---------- Reading text ----------

Computes the primorial of n.

Examples

use rug::Integer;
let mut i = Integer::new();
// 7 * 5 * 3 * 2
i.assign_primorial(10);
assert_eq!(i, 210);

`fn binomial(&mut self, k: u32) -> &mut Integer`

Computes the binomial coefficient over k.

Examples

use rug::Integer;
// 7 choose 2 is 21
let mut i = Integer::from(7);
assert_eq!(*i.binomial(2), 21);

`fn binomial_ref(&self, k: u32) -> BinomialRef`

Computes the binomial coefficient over k.

Examples

use rug::Integer;
// 7 choose 2 is 21
let i = Integer::from(7);
assert_eq!(Integer::from(i.binomial_ref(2)), 21);

`fn assign_binomial_u(&mut self, n: u32, k: u32)`

Computes the binomial coefficient n over k.

Examples

use rug::Integer;
// 7 choose 2 is 21
let mut i = Integer::new();
i.assign_binomial_u(7, 2);
assert_eq!(i, 21);

`fn assign_fibonacci(&mut self, n: u32)`

Computes the Fibonacci number.

This function is meant for an isolated number. If a sequence of Fibonacci numbers is required, the first two values of the sequence should be computed with assign_fibonacci_2(), then iterations should be used.

Examples

use rug::Integer;
let mut i = Integer::new();
i.assign_fibonacci(12);
assert_eq!(i, 144);

`fn assign_fibonacci_2(&mut self, previous: &mut Integer, n: u32)`

Computes a Fibonacci number, and the previous Fibonacci number.

This function is meant to calculate isolated numbers. If a sequence of Fibonacci numbers is required, the first two values of the sequence should be computed with this function, then iterations should be used.

Examples

use rug::Integer;
let mut i = Integer::new();
let mut j = Integer::new();
i.assign_fibonacci_2(&mut j, 12);
assert_eq!(i, 144);
assert_eq!(j, 89);
// Fibonacci number F[-1] is 1
i.assign_fibonacci_2(&mut j, 0);
assert_eq!(i, 0);
assert_eq!(j, 1);

`fn assign_lucas(&mut self, n: u32)`

Computes the Lucas number.

---------- Raw data ----------

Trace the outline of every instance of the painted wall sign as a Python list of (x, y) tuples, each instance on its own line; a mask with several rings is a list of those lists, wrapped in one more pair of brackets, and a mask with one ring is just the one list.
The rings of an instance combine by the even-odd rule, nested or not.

----------
---------- Raw data ----------

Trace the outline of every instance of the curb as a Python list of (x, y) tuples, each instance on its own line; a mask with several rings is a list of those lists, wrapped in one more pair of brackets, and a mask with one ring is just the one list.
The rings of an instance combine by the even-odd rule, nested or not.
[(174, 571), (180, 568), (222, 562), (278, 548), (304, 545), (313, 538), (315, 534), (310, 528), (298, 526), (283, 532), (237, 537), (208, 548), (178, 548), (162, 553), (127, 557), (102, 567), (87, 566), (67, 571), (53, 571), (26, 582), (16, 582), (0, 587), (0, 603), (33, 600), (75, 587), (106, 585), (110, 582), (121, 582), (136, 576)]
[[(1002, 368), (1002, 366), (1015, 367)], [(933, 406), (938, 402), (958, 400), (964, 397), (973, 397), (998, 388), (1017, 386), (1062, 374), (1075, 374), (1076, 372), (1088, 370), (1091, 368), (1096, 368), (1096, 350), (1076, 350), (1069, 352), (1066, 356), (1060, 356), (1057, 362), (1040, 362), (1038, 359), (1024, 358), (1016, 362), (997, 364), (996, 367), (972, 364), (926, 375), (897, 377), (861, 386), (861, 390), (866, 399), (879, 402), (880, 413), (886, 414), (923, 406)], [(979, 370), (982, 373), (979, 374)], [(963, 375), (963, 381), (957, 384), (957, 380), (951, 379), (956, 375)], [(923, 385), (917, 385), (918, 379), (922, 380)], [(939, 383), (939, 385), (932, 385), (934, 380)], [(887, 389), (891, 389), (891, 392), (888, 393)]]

----------

■ **Parts of the exercise**
(a) Write out the passage of the Rust integer documentation from "Computes the Fibonacci" to "assign_fibonacci_2(), then iterations should be used.".
(b) Extend the Rust integer documentation past its last line.

■ **Task-by-task results**
(a)
Computes the Fibonacci number.

This function is meant for an isolated number. If a sequence of Fibonacci numbers is required, the first two values of the sequence should be computed with assign_fibonacci_2(), then iterations should be used.

(b)
This function is meant for an isolated number. If a sequence of Lucas numbers is required, the first two values of the sequence should be computed with assign_lucas_2(), then iterations should be used.

Examples

use rug::Integer;
let mut i = Integer::new();
i.assign_lucas(12);
assert_eq!(i, 322);

`fn assign_lucas_2(&mut self, previous: &mut Integer, n: u32)`

Computes a Lucas number, and the previous Lucas number.

This function is meant to calculate isolated numbers. If a sequence of Lucas numbers is required, the first two values of the sequence should be computed with this function, then iterations should be used.

Examples

use rug::Integer;
let mut i = Integer::new();
let mut j = Integer::new();
i.assign_lucas_2(&mut j, 12);
assert_eq!(i, 322);
assert_eq!(j, 199);
i.assign_lucas_2(&mut j, 0);
assert_eq!(i, 2);
assert_eq!(j, -1);

`fn assign_random_bits(&mut self, bits: u32, rng: &mut RandState)`

Generates a random number with a specified maximum number of bits.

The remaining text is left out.